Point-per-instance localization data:

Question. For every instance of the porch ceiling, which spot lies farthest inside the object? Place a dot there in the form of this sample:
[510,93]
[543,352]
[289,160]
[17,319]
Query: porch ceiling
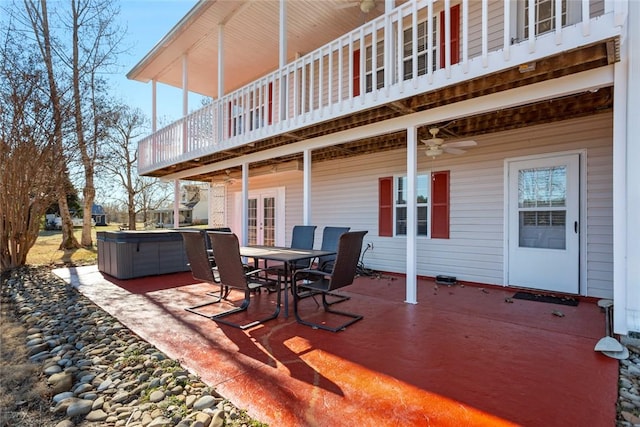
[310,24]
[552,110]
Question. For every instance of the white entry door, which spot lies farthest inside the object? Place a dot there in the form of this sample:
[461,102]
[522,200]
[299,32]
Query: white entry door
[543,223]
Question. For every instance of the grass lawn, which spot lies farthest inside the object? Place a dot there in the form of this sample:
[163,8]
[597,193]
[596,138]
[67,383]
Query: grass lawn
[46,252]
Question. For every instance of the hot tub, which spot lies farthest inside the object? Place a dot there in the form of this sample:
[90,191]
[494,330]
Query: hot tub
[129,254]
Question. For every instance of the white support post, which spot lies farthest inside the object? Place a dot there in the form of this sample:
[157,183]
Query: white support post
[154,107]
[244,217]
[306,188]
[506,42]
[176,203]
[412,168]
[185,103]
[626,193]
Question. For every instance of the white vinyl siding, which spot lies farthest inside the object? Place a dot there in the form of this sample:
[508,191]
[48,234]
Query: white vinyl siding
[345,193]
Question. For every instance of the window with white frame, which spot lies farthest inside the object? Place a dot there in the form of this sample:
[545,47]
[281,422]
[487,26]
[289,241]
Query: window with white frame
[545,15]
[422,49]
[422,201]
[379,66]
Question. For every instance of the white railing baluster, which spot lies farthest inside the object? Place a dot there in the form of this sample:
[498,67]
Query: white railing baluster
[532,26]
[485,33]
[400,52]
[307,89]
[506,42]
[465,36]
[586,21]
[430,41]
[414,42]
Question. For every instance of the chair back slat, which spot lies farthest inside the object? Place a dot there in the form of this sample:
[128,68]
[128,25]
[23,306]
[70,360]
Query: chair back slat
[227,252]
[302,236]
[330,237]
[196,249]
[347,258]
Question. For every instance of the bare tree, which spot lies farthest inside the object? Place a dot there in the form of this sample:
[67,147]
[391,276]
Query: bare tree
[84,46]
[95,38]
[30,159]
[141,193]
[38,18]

**Try it:**
Transcribe all the entries precisely. Do not include any picture.

**Answer to this task:**
Question. For every instance of the porch ceiling, which spot lies farthest inside the object? Place a dot there in the form of this sample:
[510,93]
[543,352]
[289,160]
[17,319]
Query: porch ceiling
[310,24]
[552,110]
Question. For every instance of the white entry door, which spot lies farthest inside the object? Place a dot there in the form of this sample:
[461,102]
[522,200]
[299,32]
Query: white entry door
[543,223]
Question. For every instance of the grass lawn, which spot lies farthest inside the object? Place a dot there in the form of this sample:
[163,8]
[597,193]
[596,138]
[67,383]
Query: grass lawn
[46,252]
Question. For every instance of the hot tub, which spot lies farthest inside the object? Place a dot there in the form of this sample:
[90,191]
[494,330]
Query: hot tub
[129,254]
Question. For every instance of the white support post, which spot lies farthest inside the object? Place a dot there in the form of this sample:
[157,183]
Query: white support post
[154,107]
[244,217]
[306,188]
[506,42]
[176,203]
[412,168]
[185,103]
[626,193]
Question. For every instance of the white vinyl siding, which spot lies farthest inside the object? Place a dot there in the form of this sample:
[508,191]
[48,234]
Query: white vinyl siding
[345,193]
Question. For every instance of the window with white frame, which spot lies farthest inside the object? Place a dot there in the form of this sample:
[545,47]
[281,422]
[487,26]
[289,241]
Query: window with white frame
[545,15]
[422,49]
[422,201]
[379,66]
Question. For every instance of the white railing baluster, which spot lies farthest inside the object? Place a dot there in the form of this sample:
[498,67]
Query: white railing baluster
[532,26]
[485,33]
[400,52]
[307,89]
[506,42]
[465,36]
[586,21]
[430,41]
[414,42]
Question. For every instance of the chair back slat, which spot lies farthest inside the object? Place a dot there in the form of this sample:
[128,68]
[128,25]
[23,306]
[70,360]
Query: chair back slat
[227,252]
[302,236]
[330,237]
[196,249]
[347,258]
Question. For every instance of the bare tree, which spot lies farthest inside the object? Place a dot there in the form of this sample:
[67,147]
[391,276]
Query: bare tree
[84,46]
[95,38]
[30,159]
[141,193]
[38,18]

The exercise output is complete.